[The exercise]: List every line in the records below that contains the word "instance", copying each one in full.

[Data for this exercise]:
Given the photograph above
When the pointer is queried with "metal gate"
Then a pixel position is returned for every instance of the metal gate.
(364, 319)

--

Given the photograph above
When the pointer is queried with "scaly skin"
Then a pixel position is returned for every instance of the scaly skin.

--

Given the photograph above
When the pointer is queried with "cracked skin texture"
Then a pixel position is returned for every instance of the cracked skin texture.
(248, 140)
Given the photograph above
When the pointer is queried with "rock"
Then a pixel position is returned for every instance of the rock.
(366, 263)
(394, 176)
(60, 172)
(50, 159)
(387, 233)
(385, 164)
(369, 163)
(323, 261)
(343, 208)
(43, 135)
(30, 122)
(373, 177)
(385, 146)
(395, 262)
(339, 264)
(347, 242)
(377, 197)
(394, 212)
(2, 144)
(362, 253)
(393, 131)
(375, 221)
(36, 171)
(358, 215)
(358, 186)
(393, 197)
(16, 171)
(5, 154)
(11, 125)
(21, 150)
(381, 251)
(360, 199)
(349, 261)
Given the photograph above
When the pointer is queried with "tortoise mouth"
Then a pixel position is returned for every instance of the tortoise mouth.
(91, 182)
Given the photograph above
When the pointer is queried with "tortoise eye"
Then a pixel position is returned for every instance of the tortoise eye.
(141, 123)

[Complete answer]:
Then a pixel position is returned for every instance of the metal gate.
Then a pixel position is returned for every instance of the scaly skin.
Then a pixel position is returned for every instance of the cracked skin texture.
Then a pixel position is returned for every instance of the rock.
Then a pixel position is returned for every instance of the tortoise mouth.
Then a pixel position is returned for every instance of the tortoise eye.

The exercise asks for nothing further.